• _Exercise goal_:
Rewrite the EU tax news text from "Cayman Island and" to "was found non-compliant).", substituting "representatives" for "ambassadors".

• _Source passage_:
----------

Commission to propose harmonized withholding tax relief

On 24 September, the European Commission adopted its new Action Plan for the Capital Market Union. Action 10 of the plan states that the Commission will propose “a common, standardised, EU-wide system for withholding tax relief at source”. The target of the Commission is to alleviate the burden caused by divergent, lengthy and fraud-prone refund procedures for tax withheld in case of cross-border investments.


European Commission Action Plan on Customs Union

On 28 September, the European Commission has presented its Action Plan on Customs Union. The measures included in the Action Plan have the objective of strengthening the Customs Union focussing on four areas: risk management, e-commerce, compliance and custom authorities. Regarding risk management, the plan seeks to ensure greater availability of data and data analysis for customs purposes. On e-commerce, the Commission will strengthen obligations on payment service providers and online sales platforms. A “Single Window” initiative will make it easier to be compliant with border formalities in one single portal. Finally, the Action Plan details the roll-out of modern customs equipment under the next EU budget.


Commissioner-designated McGuinness remarks her support to fair taxation

On 2 October, the Irish Commissioner-designate Mairead Mc Guiness held her hearing before the European Parliament’s Committee on Economic and Monetary Affairs (ECON). During the hearing, MEPs expressed some concerns about the Irish position on the taxation of multinationals and about the fact that the President of the Eurogroup, the ECB’s chief economist and the Commissioner for Financial Services will be Irish. Ms McGuinness confirmed that as a Commissioner she would support all Commission initiatives for a fairer and more efficient taxation. She also remarked her support to the Financial Transaction Tax and recognized that the digital giants should pay their fair share of taxes.


Cayman Island and Oman to be removed from the EU tax blacklist

On 30 September, EU Member States’ ambassadors to the EU approved the revision of the EU list of non-cooperative jurisdictions for tax purposes. According to a draft text, the Cayman Islands, which were included to the list in February are expected to be removed because they have improved their tax framework. The same for Oman, that has ratified the OECD Convention on Mutual Administrative Assistance in Tax Matters and has implemented automatic exchange of information with EU Member States. For two countries that leave the list, two others will join it, namely Barbados (that according to the OECD is only partially compliant with the global standard for the exchange of information) and Anguilla (which was found non-compliant).

----------

• _Raw data_:
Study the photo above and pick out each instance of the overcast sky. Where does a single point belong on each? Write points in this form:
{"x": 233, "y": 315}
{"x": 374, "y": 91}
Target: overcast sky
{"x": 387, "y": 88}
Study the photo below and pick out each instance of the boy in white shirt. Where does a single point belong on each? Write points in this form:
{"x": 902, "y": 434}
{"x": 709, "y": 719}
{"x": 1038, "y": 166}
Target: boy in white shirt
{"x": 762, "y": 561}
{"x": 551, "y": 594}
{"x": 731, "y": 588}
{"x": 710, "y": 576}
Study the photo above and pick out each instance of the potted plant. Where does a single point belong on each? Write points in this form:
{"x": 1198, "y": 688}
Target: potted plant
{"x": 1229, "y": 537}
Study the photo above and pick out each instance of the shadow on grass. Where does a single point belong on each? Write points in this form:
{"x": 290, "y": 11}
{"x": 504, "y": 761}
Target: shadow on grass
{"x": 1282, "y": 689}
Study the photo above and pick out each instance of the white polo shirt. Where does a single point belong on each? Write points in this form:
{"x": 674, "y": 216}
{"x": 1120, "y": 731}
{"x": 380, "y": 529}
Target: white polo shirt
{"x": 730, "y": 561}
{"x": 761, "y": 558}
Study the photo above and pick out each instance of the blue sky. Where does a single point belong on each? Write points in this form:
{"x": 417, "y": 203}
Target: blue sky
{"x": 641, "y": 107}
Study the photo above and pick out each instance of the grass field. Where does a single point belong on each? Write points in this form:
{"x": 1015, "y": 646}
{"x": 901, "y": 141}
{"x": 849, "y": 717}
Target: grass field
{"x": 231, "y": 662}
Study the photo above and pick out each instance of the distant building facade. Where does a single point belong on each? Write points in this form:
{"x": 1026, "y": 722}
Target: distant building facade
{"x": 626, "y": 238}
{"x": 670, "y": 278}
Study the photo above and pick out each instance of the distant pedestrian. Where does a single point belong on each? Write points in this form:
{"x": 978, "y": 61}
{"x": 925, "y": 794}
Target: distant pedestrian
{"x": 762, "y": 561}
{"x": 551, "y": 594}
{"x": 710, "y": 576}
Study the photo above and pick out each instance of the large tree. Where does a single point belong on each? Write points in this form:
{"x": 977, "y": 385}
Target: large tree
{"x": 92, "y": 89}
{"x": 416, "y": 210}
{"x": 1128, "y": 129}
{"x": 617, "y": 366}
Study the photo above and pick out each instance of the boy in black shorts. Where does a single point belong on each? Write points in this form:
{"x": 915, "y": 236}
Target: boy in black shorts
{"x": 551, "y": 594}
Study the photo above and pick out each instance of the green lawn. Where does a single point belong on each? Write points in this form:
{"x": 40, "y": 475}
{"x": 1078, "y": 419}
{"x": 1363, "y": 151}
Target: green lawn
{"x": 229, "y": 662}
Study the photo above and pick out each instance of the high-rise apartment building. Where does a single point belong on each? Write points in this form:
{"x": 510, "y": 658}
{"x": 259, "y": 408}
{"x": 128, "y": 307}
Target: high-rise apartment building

----------

• _Result of this exercise_:
Cayman Island and Oman to be removed from the EU tax blacklist

On 30 September, EU Member States’ representatives to the EU approved the revision of the EU list of non-cooperative jurisdictions for tax purposes. According to a draft text, the Cayman Islands, which were included to the list in February are expected to be removed because they have improved their tax framework. The same for Oman, that has ratified the OECD Convention on Mutual Administrative Assistance in Tax Matters and has implemented automatic exchange of information with EU Member States. For two countries that leave the list, two others will join it, namely Barbados (that according to the OECD is only partially compliant with the global standard for the exchange of information) and Anguilla (which was found non-compliant).